## What you need to do
Can you rescale the items from the line with "of the trimmed" up to and including the last line of the items, repeating every line with the requests kept, multiplying each pixel coordinate in the answers by 1.2 and rounding to whole numbers, halves up? Leave all numbers in the requests and their format samples unchanged.

[Stored entries]
(begin)

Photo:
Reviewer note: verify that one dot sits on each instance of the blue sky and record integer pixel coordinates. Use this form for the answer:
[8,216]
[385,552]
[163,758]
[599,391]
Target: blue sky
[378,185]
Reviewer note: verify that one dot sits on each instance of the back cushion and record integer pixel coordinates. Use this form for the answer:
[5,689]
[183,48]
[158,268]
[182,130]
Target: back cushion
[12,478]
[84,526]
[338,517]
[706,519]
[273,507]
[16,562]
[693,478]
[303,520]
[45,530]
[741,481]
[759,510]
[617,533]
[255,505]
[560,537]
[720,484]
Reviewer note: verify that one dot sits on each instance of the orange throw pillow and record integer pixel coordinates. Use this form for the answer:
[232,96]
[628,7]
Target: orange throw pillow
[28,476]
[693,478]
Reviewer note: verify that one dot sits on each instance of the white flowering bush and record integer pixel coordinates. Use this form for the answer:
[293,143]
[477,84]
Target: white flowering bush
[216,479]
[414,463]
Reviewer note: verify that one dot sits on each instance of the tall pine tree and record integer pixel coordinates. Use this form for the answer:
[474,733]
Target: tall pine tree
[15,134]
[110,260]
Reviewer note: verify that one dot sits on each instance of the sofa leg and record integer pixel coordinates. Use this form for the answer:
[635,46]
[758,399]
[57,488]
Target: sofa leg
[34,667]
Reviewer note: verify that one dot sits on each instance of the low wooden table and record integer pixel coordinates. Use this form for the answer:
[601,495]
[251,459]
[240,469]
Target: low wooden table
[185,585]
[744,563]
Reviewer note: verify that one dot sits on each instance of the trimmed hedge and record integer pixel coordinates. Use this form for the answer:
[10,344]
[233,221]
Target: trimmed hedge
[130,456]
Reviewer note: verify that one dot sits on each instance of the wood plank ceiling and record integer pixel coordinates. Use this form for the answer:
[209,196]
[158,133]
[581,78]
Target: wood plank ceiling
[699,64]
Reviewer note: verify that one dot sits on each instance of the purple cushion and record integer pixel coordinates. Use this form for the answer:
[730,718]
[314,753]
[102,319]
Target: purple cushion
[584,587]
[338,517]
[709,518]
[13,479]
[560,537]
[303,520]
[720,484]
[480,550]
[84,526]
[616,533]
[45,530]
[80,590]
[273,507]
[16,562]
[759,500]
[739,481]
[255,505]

(end)

## Answer for this exercise
Reviewer note: verify that one dot sits on each instance of the trimmed hedge and record integer pixel coordinates. Use this form for the answer:
[10,344]
[233,221]
Target: trimmed hedge
[156,547]
Reviewer note: verify that one dot sits on each instance of the wood plank ceiling and record integer pixel coordinates. Use this form for the answer:
[209,196]
[158,133]
[581,78]
Target: wood plank ceiling
[839,77]
Reviewer note: verify that one dot sits on each instance of the purple cushion and record integer pixel coordinates. Use this form for the answer:
[730,718]
[314,753]
[102,319]
Target: purple cushion
[701,704]
[406,620]
[851,622]
[16,575]
[672,644]
[364,624]
[864,581]
[576,660]
[101,631]
[739,640]
[54,636]
[96,708]
[328,608]
[19,674]
[911,600]
[887,577]
[306,606]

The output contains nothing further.